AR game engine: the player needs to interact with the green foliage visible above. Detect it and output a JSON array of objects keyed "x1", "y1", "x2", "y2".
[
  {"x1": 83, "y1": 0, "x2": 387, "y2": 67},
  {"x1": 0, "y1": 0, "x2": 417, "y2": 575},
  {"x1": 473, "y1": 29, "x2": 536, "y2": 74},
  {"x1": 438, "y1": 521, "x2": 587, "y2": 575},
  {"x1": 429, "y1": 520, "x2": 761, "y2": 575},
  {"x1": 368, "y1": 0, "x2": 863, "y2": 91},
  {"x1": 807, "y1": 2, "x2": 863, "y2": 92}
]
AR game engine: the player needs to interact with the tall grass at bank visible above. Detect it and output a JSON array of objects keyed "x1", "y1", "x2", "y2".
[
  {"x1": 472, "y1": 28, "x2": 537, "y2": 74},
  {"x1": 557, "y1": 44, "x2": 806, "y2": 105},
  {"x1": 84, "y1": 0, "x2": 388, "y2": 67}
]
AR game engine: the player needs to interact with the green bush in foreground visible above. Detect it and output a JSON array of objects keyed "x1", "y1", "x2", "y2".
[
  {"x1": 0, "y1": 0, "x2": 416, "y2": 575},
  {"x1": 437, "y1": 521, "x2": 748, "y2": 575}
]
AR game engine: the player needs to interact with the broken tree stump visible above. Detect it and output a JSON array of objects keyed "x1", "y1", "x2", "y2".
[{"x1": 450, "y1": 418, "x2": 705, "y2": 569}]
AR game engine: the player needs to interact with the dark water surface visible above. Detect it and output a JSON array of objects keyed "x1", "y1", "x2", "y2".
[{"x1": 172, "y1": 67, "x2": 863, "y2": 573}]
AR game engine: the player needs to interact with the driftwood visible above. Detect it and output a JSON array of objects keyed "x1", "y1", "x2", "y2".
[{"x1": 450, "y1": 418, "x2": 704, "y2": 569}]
○ ○ ○ ○ ○
SET EXERCISE:
How many lines in the records above contain the word "green"? Reply with only the number.

FINISHED ANSWER:
2